**What the task asks:**
Print verbatim every line starting at the one that contains "A point marks every instance of the cred" and ending at the final line of the records; include both endpoints.

**Data entries:**
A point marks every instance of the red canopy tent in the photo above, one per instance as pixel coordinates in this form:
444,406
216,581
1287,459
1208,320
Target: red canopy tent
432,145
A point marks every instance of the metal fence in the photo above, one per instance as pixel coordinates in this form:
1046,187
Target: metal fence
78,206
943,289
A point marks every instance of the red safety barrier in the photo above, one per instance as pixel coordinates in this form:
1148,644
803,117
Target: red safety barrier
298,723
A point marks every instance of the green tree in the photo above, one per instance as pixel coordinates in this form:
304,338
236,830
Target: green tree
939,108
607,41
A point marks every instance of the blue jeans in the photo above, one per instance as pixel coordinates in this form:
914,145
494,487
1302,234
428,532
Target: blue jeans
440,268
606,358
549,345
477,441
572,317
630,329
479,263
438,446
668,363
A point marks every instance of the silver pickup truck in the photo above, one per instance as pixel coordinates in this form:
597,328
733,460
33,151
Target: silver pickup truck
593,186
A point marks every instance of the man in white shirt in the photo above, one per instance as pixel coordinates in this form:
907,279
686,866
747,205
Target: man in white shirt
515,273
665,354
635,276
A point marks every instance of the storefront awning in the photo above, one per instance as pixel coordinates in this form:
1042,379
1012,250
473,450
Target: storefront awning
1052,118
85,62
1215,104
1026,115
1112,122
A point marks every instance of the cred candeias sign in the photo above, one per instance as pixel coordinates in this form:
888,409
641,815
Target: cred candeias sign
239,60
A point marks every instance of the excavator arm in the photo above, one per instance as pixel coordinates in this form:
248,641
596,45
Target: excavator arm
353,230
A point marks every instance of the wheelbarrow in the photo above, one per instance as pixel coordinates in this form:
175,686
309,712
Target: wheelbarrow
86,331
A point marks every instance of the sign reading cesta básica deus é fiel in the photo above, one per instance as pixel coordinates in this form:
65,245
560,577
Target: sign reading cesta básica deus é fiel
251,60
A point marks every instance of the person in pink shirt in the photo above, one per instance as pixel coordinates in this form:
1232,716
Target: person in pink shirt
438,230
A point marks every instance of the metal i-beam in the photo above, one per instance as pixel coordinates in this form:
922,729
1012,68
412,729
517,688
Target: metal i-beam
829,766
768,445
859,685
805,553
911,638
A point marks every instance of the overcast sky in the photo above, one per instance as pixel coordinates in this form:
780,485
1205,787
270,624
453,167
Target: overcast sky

**Solution to this task:**
A point marks every instance of the cred candeias sign in the photo above, one per instance as pixel coordinates in this form:
888,409
641,815
Target: cred candeias sign
239,60
A point marks every instance of the excavator arm in the photo above, one per instance as pixel coordinates in this form:
248,641
596,45
Target: excavator arm
353,230
A point marks every instance of the wheelbarrow in the photo above, one per instance as pixel coordinates in this form:
175,686
309,712
Target: wheelbarrow
86,331
A point marks every instance of the sign reading cesta básica deus é fiel in the photo above, one per instance as pixel coordinates in this form:
65,245
560,577
Target: sign reading cesta básica deus é fiel
251,60
A point marks every instance of the person in pink shirt in the photo above, one per instance as pixel coordinates in this form:
1232,716
Target: person in pink shirt
438,230
A point marks every instance of the metal i-beam in the photo above, one per instance as pixel coordinates in this form:
922,729
1012,68
412,729
517,688
Target: metal i-beam
829,766
768,445
859,685
805,553
911,638
A point marks every instance of the overcast sky in the photo above, one per instance as pixel coordinates in this form:
780,485
1205,787
270,624
453,167
Target: overcast sky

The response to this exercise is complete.